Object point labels

┌──

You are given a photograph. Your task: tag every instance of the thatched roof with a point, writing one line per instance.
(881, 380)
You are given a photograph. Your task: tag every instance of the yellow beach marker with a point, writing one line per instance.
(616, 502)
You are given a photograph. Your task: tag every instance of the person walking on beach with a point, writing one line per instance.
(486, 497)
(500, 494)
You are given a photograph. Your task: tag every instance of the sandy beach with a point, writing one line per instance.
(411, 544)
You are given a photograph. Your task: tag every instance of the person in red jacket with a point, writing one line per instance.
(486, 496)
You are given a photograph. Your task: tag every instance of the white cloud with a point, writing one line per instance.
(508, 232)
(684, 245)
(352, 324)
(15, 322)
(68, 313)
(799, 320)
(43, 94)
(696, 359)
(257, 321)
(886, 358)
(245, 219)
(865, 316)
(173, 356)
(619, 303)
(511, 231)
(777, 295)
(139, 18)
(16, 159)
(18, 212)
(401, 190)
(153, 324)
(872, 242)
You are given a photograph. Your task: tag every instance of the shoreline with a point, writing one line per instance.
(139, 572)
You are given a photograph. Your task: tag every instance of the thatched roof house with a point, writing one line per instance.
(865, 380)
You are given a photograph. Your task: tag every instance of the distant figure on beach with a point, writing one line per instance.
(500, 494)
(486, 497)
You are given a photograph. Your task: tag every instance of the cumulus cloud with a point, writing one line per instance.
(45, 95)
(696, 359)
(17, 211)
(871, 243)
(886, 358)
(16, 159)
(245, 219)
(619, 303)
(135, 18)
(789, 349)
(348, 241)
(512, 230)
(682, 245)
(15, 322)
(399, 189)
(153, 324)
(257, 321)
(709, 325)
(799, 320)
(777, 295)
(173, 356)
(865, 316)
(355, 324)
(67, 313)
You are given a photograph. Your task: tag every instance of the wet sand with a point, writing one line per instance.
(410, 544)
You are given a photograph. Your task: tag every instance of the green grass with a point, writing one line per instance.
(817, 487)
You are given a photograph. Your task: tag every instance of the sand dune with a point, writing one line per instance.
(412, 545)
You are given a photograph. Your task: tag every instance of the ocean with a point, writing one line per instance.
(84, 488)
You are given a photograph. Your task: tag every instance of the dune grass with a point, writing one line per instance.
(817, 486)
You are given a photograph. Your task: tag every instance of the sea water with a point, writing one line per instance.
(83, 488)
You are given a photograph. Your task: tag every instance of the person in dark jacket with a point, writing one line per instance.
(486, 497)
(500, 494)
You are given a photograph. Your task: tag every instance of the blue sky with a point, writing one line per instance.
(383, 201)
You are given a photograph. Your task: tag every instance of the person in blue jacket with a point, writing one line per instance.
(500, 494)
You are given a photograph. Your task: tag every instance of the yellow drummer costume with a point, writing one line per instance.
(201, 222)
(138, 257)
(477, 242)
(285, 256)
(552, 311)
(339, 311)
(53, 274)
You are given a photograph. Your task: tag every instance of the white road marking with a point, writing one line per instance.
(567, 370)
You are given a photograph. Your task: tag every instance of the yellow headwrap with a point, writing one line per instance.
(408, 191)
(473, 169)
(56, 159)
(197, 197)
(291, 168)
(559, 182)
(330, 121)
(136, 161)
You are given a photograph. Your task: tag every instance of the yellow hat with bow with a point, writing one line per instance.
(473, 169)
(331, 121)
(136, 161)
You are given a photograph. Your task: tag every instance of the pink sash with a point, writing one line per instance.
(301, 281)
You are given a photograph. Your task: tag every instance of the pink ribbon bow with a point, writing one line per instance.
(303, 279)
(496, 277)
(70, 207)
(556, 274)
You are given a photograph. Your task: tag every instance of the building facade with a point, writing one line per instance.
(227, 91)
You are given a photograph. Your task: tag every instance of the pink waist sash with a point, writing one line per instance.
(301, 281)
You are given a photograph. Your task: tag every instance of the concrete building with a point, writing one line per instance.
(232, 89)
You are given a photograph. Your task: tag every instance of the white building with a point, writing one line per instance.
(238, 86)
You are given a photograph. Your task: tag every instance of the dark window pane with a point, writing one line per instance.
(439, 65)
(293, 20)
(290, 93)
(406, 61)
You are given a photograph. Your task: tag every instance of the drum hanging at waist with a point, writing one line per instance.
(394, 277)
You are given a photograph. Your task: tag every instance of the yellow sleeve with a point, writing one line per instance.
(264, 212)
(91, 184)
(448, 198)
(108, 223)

└──

Exercise goal: Convert the entries, from the line containing "the yellow drummer" through the end of the entries (both ends included), into a two-column CSV with the columns instruction and points. Use one row per entry, put each value in a quoted field, and replace line breaks with spaces.

Answer in full:
instruction,points
"You are given a photograph. Your task: tag every instance of the yellow drummer costume with a point, writing one line per instance.","(201, 222) (138, 257) (477, 242) (285, 256) (552, 311) (339, 311) (53, 274)"
"You are given a photograph. Your task: tag every instance of the white road marking with a point, writing one line per instance.","(567, 370)"
"You are given a photograph. Your task: tag every instance of the yellow headwrap with a point, writing one line per instance.","(408, 191) (473, 169) (56, 159) (197, 197) (291, 168) (559, 182) (330, 121) (136, 161)"
"You are given a photograph. Your task: tag every instance of the yellow hat with bow with a point, writing one line per instance.","(473, 169) (331, 121) (136, 161)"
"You are given a photograph. Your task: tag every instance of the pink sash with a point, writing one line per instance.","(301, 281)"
"You are given a photograph. Your task: tag every instance of the pink ribbon bow with a point, writing one line per instance.","(303, 279) (496, 277) (70, 207) (556, 274)"
"You are given a photograph. Your task: tag every instance of the building facade with a point, writing one line per instance.","(227, 91)"
"You are given a photograph. Your task: tag every instance of the pink waist sash with a point, writing one line per instance.","(301, 281)"
"You are given a photograph. Your task: tag every instance of the concrete building with a point, writing one line per instance.","(232, 89)"
"You are given a photograph. Your task: tag every instance of the white building with a point, writing one line per instance.","(238, 86)"
"You are given a photograph. Your task: tag every instance of the dark window pane with a point, writing one line per instance.","(439, 65) (293, 20) (290, 93) (406, 61)"
"You are given a photograph. Your task: tag every instance of the drum hanging at waist with a point, writing one line per instance.","(394, 277)"
"You are given a photograph. Your task: tag every instance of the yellow sleeve with a point, writing one line per instance.","(264, 212) (91, 184) (448, 198) (108, 223)"